Lines that include "front" make up the answer; copy all of them from the data below.
:: INFORMATION GIVEN ::
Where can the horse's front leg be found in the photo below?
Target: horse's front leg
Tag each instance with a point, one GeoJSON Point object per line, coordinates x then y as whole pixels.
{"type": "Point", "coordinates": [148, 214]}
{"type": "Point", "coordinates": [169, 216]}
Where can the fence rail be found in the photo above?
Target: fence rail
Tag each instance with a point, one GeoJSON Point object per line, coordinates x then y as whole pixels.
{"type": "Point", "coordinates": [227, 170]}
:::
:: INFORMATION GIVEN ::
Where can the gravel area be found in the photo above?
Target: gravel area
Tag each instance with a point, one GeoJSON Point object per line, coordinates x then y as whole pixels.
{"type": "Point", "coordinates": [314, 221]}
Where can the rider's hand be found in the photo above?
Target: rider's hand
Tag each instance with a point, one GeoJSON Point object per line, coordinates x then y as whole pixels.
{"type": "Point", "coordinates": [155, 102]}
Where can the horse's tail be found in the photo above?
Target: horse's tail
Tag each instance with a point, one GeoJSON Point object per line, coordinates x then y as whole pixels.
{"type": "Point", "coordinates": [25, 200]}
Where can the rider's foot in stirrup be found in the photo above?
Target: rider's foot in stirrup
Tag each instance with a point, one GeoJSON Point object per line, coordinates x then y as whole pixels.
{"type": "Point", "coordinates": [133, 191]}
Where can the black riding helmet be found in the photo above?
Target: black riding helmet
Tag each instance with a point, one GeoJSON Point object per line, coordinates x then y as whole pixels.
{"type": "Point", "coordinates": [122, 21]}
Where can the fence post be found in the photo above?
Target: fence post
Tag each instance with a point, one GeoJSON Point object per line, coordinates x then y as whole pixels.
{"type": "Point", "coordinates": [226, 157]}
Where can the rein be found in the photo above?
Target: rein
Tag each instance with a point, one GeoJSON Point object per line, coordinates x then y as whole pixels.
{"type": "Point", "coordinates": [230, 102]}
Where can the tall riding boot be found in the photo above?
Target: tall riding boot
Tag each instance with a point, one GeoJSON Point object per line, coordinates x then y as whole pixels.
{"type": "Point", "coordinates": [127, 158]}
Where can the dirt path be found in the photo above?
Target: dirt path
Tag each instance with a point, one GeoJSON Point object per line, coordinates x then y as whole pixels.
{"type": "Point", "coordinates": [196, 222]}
:::
→ COMPLETED EXERCISE:
Where can the horse's front leg be found in the photo below?
Target: horse's front leg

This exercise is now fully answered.